STUDY QUESTIONS:
1) For each statement below, say yes or no to whether it agrees with the news item on the Reid and Blake appeal, and quote the words of the item that decide it: (a) Lorenzo Reid received a 44-year sentence. (b) The third person believed to be involved was never charged. (c) Hodson died on the same day he was shot.
2) Turn the paragraph of the news item on the Reid and Blake appeal that begins "Lorenzo Reid was sentenced" into a short list that keeps its main facts.
3) Echo the news item on the Reid and Blake appeal word for word, from "Reid and Blake" to "the court rejected.".

EXCERPTED PASSAGE START

Two men sentenced more than 20 years ago for murder and Class C felony attempted robbery were not improperly denied post-conviction relief when they couldn’t obtain DNA evidence they said would prove exculpatory, the Indiana Court of Appeals ruled Monday.
Wayne Superior Judge Gregory Horn denied a request for post-conviction relief for the two men convicted of killing Richmond liquor store owner David Hodson in September 1990. Hodson died a day after he was shot. In Lorenzo Reid and Larry Blake, a/k/a Larry Reid v. State of Indiana, 89A01-1208-PC-377, the Court of Appeals affirmed the denial.
Lorenzo Reid was sentenced to 54 years in prison and Larry Blake was sentenced to 44 years for their involvement in the killing. A third person also was believed to be involved, but was never charged, and the defendants believe new DNA testing would reveal that person, as they claimed, committed the crime.
Reid and Blake sought post-conviction relief because they claimed the state failed to preserve or destroyed evidence that would have been exculpatory, an argument the court rejected.

EXCERPTED PASSAGE END
MATERIAL PROVIDED START

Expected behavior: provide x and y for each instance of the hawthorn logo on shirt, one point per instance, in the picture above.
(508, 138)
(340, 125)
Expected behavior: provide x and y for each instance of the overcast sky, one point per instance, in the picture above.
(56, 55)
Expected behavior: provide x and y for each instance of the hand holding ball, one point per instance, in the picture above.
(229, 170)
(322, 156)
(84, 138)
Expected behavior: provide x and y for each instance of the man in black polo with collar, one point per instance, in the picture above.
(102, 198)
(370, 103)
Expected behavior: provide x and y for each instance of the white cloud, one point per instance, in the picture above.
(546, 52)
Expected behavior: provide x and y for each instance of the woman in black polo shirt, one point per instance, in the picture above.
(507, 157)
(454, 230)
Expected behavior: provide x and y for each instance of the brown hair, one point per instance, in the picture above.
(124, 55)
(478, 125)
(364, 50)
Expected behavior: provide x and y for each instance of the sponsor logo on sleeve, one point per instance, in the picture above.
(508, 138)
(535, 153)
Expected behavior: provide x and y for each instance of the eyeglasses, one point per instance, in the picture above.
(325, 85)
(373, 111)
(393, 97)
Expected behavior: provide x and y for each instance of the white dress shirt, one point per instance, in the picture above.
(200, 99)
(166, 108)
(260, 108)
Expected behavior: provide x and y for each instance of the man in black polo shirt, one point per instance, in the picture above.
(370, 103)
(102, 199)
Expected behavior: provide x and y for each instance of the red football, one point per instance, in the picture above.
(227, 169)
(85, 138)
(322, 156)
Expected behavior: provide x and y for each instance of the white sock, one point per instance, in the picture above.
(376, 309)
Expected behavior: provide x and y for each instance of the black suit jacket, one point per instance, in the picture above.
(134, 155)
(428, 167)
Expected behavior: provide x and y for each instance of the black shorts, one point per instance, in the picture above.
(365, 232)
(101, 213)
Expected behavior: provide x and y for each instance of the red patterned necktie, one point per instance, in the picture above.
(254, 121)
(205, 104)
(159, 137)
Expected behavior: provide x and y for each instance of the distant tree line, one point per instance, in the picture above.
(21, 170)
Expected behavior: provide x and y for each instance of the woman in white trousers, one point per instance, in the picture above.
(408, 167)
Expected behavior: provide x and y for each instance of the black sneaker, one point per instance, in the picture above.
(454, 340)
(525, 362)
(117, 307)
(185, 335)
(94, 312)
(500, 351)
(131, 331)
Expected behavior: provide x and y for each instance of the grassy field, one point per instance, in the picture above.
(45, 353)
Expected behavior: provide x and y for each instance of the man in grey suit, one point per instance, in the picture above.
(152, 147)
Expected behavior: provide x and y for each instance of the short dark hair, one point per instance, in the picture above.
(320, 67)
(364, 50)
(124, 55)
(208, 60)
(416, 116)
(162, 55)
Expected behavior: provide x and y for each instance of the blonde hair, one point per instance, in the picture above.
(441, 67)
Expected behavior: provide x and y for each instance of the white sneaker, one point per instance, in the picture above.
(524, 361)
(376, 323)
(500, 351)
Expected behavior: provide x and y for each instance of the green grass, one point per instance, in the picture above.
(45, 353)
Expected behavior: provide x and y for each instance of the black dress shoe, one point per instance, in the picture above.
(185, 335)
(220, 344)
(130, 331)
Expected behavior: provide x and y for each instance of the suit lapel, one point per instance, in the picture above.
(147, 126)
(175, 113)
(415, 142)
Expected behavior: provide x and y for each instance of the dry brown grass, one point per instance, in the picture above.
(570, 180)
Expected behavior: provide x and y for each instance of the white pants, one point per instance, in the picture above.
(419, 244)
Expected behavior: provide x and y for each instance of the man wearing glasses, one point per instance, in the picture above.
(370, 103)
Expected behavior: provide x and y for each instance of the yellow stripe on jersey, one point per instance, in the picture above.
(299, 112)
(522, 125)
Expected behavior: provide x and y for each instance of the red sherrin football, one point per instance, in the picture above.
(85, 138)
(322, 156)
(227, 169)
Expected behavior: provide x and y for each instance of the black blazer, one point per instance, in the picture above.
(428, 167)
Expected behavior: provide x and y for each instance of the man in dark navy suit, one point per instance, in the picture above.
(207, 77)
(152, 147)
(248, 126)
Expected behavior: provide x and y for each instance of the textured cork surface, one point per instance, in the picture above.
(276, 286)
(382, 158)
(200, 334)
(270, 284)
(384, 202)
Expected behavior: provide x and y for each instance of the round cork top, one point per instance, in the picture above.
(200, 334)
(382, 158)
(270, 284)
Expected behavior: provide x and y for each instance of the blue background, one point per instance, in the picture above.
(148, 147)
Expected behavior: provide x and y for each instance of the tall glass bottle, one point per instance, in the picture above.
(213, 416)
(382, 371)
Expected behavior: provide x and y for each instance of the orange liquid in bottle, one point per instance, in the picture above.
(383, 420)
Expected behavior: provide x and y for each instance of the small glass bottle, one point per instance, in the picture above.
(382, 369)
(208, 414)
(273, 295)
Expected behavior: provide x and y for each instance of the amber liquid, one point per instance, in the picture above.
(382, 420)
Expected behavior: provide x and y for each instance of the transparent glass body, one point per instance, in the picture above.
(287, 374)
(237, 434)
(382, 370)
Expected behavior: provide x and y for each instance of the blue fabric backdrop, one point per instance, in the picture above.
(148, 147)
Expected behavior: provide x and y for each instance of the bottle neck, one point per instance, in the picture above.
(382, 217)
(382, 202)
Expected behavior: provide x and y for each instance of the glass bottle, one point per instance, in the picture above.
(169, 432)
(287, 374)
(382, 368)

MATERIAL PROVIDED END

ANSWERS FOR THE EXERCISE:
1)
(a) No: "Lorenzo Reid was sentenced to 54 years in prison"
(b) Yes: "A third person also was believed to be involved, but was never charged"
(c) No: "Hodson died a day after he was shot."

2)
- Lorenzo Reid received 54 years in prison for his role in the killing.
- Larry Blake received 44 years.
- A third person was believed to be involved but was never charged.
- The defendants believe new DNA testing would show that this person committed the crime.

3)
Reid and Blake sought post-conviction relief because they claimed the state failed to preserve or destroyed evidence that would have been exculpatory, an argument the court rejected.